**Directions for this task:** Reproduce the records exactly, but not the pictures.

(Collection entries)

----------

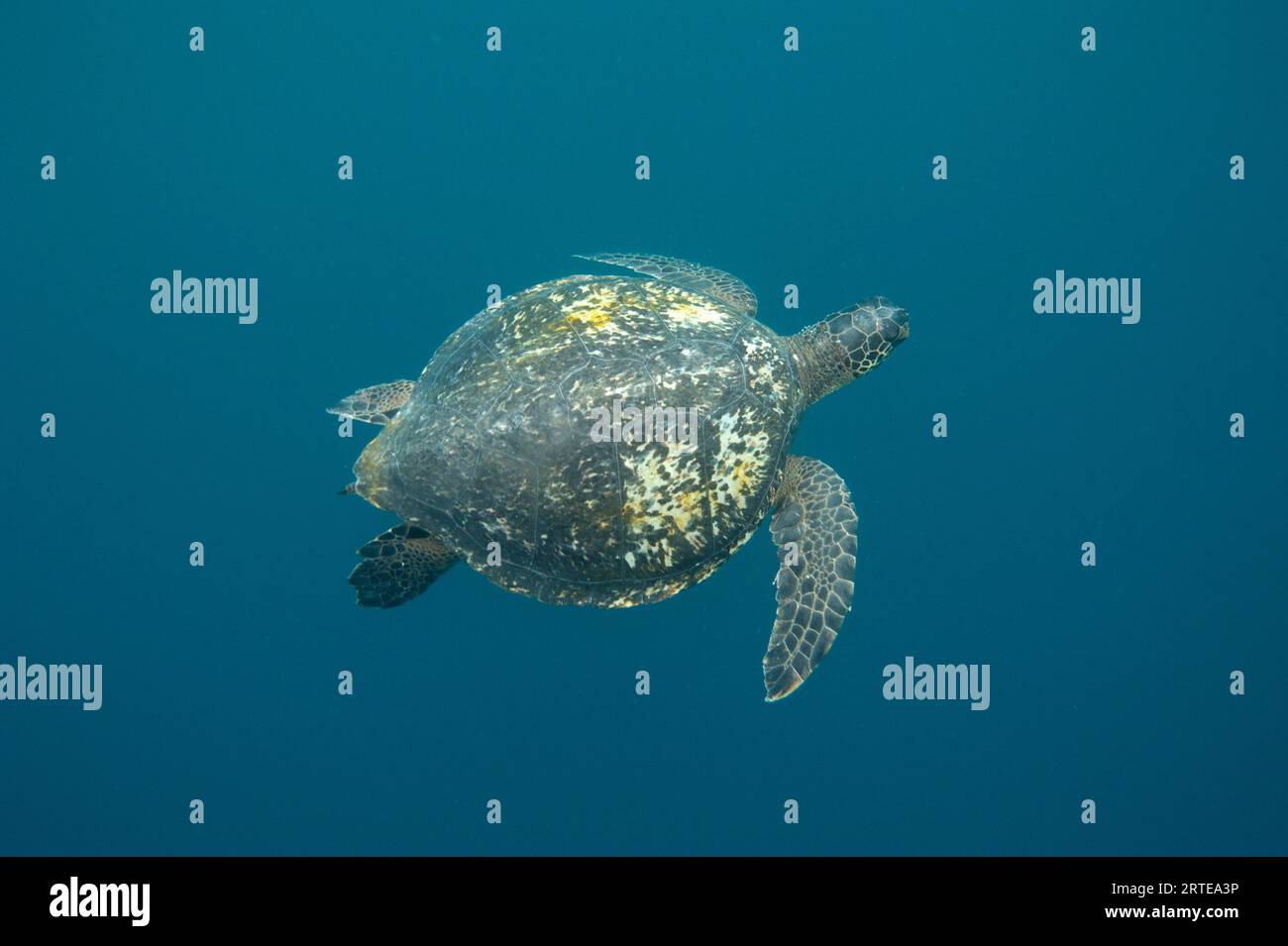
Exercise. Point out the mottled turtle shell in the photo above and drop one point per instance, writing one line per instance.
(494, 444)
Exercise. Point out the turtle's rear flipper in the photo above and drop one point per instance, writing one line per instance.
(398, 566)
(375, 404)
(815, 530)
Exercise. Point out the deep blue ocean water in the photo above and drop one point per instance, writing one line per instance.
(811, 167)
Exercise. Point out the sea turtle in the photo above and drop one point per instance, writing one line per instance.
(524, 450)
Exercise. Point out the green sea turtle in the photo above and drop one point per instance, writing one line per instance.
(526, 450)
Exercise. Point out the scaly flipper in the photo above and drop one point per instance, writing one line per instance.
(375, 404)
(815, 573)
(709, 282)
(398, 566)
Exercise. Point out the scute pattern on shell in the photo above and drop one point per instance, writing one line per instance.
(494, 444)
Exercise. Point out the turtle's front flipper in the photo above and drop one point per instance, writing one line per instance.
(709, 282)
(375, 404)
(815, 530)
(398, 566)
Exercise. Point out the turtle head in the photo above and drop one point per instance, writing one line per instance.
(846, 344)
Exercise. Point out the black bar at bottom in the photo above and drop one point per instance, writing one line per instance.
(206, 894)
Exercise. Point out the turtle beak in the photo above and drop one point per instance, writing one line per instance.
(894, 327)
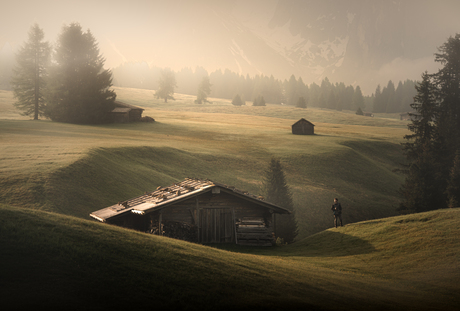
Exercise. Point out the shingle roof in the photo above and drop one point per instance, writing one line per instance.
(119, 104)
(303, 120)
(165, 196)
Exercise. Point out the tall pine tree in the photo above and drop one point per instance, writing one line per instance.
(79, 89)
(432, 149)
(277, 192)
(29, 76)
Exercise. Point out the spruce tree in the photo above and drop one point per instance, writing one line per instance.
(204, 89)
(358, 98)
(29, 75)
(277, 192)
(166, 84)
(79, 87)
(237, 100)
(432, 149)
(453, 185)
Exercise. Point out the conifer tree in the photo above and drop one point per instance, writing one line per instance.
(166, 84)
(237, 101)
(432, 180)
(358, 98)
(277, 192)
(79, 89)
(204, 89)
(29, 76)
(453, 186)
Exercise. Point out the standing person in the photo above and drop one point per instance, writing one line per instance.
(337, 209)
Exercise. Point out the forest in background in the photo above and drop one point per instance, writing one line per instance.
(228, 84)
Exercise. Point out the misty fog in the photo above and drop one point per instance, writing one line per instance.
(357, 42)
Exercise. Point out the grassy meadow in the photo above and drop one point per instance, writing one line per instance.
(63, 262)
(76, 169)
(52, 175)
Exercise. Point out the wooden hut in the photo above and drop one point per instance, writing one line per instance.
(303, 127)
(200, 211)
(124, 113)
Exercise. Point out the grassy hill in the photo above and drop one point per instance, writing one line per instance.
(76, 169)
(64, 262)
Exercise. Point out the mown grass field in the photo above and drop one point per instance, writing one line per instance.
(62, 262)
(76, 169)
(52, 175)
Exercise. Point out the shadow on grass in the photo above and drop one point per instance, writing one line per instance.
(324, 244)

----------

**Result:**
Exercise. Point out the mottled turtle shell in the photo above and drop one point per instance, writing one line per instance.
(494, 444)
Exercise. Point out the turtle's rear flipper in the photo above and drop one point per instance, writing one line per instance.
(398, 566)
(375, 404)
(815, 530)
Exercise. Point out the deep blue ocean water in the photo above and drop one point per instance, writing one line per instance.
(811, 167)
Exercise. Point out the sea turtle in the photo above and drop one point per instance, writing one line per instance.
(524, 450)
Exercise. Point out the green sea turtle in the photo above and drop one point per instance, writing one line per instance.
(526, 450)
Exercise. Point out the scaly flipper in the photo above and drop one point per instance, writing one line per instance.
(375, 404)
(815, 573)
(709, 282)
(398, 566)
Exercise. Point out the scute pattern on shell in the photo above and drop one point per instance, writing one line per instance.
(494, 444)
Exercise. Point out the turtle's front flipper in the photo above and drop one point per instance, writing one line per instance.
(709, 282)
(375, 404)
(815, 530)
(398, 566)
Exercise. Point out the turtle head in the photo above and drop one point per instance, writing one line per instance.
(846, 344)
Exercise. Point out the black bar at bottom in the photo above and drop one point per instance, writing one line per instance.
(206, 894)
Exercise. Point out the turtle beak in the photo above and drop one point per instance, writing one line per instance.
(894, 327)
Exercise. Point out the shingle roof in the photo above and drop one point per instance, writing one line per instance.
(119, 104)
(303, 120)
(165, 196)
Exercise. Point out the tall pine tree in the photo above and drop one point per instance, writing one line per instance.
(79, 89)
(432, 149)
(277, 192)
(29, 76)
Exercise. Point out the spruce tree in the photo above and drop one point per instance, writing one line per instance.
(204, 89)
(358, 98)
(29, 75)
(277, 192)
(166, 84)
(79, 87)
(237, 100)
(432, 149)
(453, 185)
Exercise. Point out the conifer tree in the photo above and drop one point per instance, writing one line per instance.
(166, 84)
(237, 101)
(432, 180)
(358, 98)
(277, 192)
(79, 89)
(204, 89)
(29, 76)
(453, 186)
Exercise. Point out the standing person in the photo above and drop one point per instance, writing one line per instance.
(337, 209)
Exercise. Point out the forest in background in the photo above and drop one point per instance, writing one line per instance.
(228, 84)
Exercise. Point out the misty fog in the photo above and drop one point per instance, writing one line per instance.
(357, 42)
Exercise. Point out the grassy meadow in the photo above and drop one point per instance, writing one line per instance.
(63, 262)
(76, 169)
(52, 175)
Exercise. Point out the wooden hut in the photo above and drop one point per instance, writing one line per instance.
(303, 127)
(200, 211)
(124, 113)
Exercise. Point out the grassy hill in the photo above and drop one point per instance, writing one line per instance.
(76, 169)
(64, 262)
Exercise. Point out the mown grass field in the photo above and drop one point per instance, writing one line per instance.
(62, 262)
(76, 169)
(52, 175)
Exercise. Point out the shadow on grass in the photo above and drop one point per instance, writing one line per instance.
(324, 244)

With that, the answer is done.